>> Start Exercise material
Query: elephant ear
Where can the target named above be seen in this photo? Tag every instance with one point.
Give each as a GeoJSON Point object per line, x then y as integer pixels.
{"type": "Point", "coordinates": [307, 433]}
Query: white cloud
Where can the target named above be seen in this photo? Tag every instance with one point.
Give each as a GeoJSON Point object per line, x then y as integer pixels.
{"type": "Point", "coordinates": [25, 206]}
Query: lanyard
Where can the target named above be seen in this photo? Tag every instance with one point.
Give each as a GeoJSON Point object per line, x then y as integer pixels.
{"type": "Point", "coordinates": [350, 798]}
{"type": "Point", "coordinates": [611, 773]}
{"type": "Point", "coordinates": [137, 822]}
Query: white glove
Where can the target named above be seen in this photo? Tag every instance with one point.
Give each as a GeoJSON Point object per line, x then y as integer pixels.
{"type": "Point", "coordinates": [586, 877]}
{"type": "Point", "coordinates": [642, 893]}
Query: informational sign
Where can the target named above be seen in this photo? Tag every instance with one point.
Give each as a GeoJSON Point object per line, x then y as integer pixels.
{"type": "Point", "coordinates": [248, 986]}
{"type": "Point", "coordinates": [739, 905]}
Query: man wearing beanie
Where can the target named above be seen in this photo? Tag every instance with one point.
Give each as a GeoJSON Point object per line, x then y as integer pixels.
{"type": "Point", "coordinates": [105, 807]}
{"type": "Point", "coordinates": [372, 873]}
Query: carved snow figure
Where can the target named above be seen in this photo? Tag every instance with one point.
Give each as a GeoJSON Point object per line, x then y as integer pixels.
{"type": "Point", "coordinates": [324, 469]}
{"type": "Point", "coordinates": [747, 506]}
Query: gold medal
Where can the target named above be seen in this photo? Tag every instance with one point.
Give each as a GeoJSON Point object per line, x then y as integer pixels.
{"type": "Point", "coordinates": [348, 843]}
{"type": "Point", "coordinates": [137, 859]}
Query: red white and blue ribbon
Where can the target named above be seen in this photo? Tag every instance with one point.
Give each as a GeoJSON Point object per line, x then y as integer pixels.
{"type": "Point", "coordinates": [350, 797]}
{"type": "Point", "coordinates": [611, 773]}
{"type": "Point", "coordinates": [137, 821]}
>> End Exercise material
Exercise details | Copy the listing above from the line containing "Query: informational sign" through the end of the listing, both ends included.

Completed task |
Query: informational sign
Where can the target named above be seen in this photo? Tag every instance with one point.
Give each as a GeoJSON Point object per line, x then y as integer pixels.
{"type": "Point", "coordinates": [248, 986]}
{"type": "Point", "coordinates": [739, 905]}
Query: man wearing beanie
Where can the target named above be seen in this photo? Tag every instance with one point.
Give each as a GeoJSON Point object per line, x then y as integer pixels.
{"type": "Point", "coordinates": [105, 807]}
{"type": "Point", "coordinates": [372, 873]}
Query: carved snow figure
Where can the target named above be seen in this photo? Tag every instance with one point.
Give each as a GeoJSON Point object per line, x then y as integer pixels.
{"type": "Point", "coordinates": [324, 469]}
{"type": "Point", "coordinates": [747, 506]}
Query: gold medal
Where can the target named above be seen in this photo? Tag every instance with one point.
Give each as a GeoJSON Point object per line, x then y as integer pixels.
{"type": "Point", "coordinates": [348, 843]}
{"type": "Point", "coordinates": [137, 859]}
Query: red white and blue ribbon
Where can the target named above be seen in this photo? Tag every instance with one point.
Give each as a GeoJSON Point object per line, x then y as integer pixels.
{"type": "Point", "coordinates": [350, 797]}
{"type": "Point", "coordinates": [611, 773]}
{"type": "Point", "coordinates": [137, 821]}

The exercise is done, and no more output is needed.